Exercise prompt →
Please revise the part that opens with the line containing "bollard in this photo." and closes with the line containing "car in this photo.", replacing "parasol" with "umbrella" and leaving all else unchanged. Return only those lines.

Material supplied →
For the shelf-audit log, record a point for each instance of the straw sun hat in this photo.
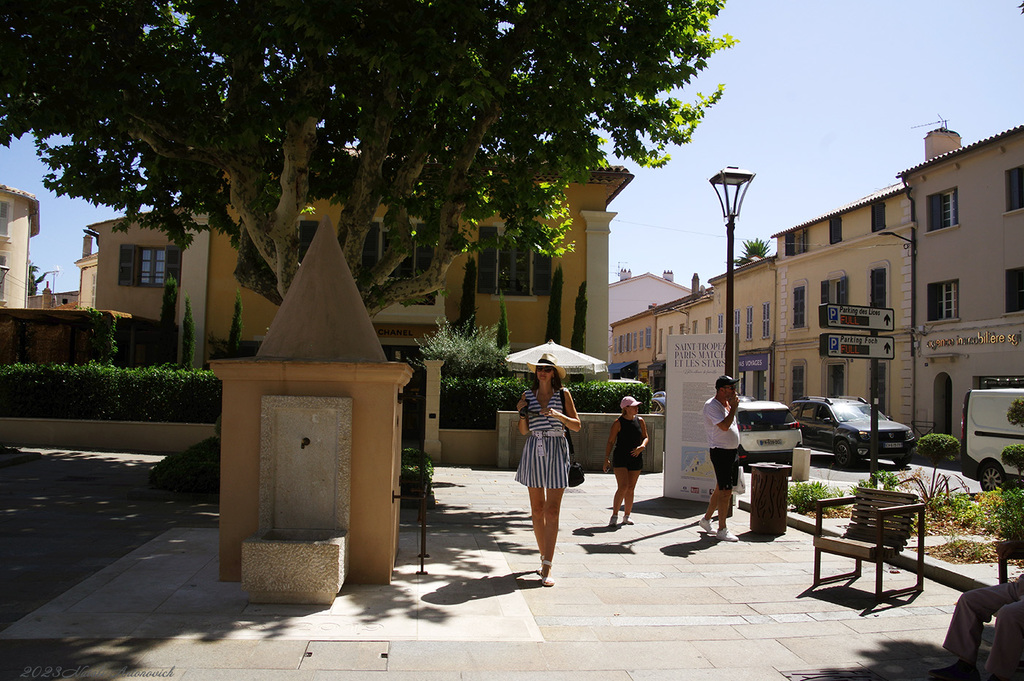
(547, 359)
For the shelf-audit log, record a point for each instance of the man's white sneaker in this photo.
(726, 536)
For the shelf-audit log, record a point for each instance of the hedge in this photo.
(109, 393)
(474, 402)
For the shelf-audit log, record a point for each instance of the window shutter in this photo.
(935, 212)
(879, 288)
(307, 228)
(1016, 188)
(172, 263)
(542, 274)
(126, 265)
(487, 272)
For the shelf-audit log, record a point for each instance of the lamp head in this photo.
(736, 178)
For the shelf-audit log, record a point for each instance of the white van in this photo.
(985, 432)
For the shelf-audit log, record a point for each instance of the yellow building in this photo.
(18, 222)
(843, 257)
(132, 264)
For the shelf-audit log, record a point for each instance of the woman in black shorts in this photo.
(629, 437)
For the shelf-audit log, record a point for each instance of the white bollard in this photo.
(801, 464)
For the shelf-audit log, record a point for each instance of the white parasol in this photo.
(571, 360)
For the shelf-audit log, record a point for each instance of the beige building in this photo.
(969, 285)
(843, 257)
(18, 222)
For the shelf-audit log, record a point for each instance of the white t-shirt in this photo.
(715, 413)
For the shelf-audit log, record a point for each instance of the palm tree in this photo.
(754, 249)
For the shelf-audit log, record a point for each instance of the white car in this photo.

--

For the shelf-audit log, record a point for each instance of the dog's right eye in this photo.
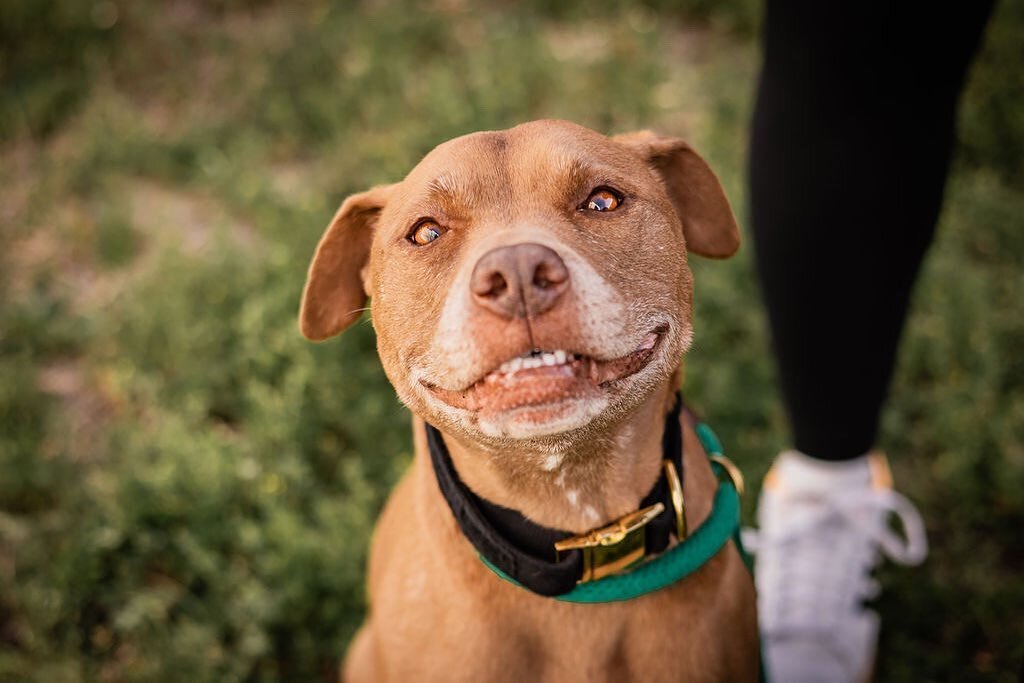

Task solution →
For the shelf-audit log, record a point for each instance of the white bollard in this photo.
(801, 464)
For the shelf-audit log, record a point for each instance of the white umbrella in this photo.
(571, 360)
For the shelf-audit log, record a point for each instance of the beige building in this photo.
(969, 285)
(843, 257)
(18, 222)
For the shelf-audit log, record a point for each instance of the white t-shirt in this photo.
(715, 413)
For the shelf-audit log, record a point for each instance of the palm tree in this photo.
(754, 249)
For the shelf-audit log, record a point for each instance of the white car in this photo.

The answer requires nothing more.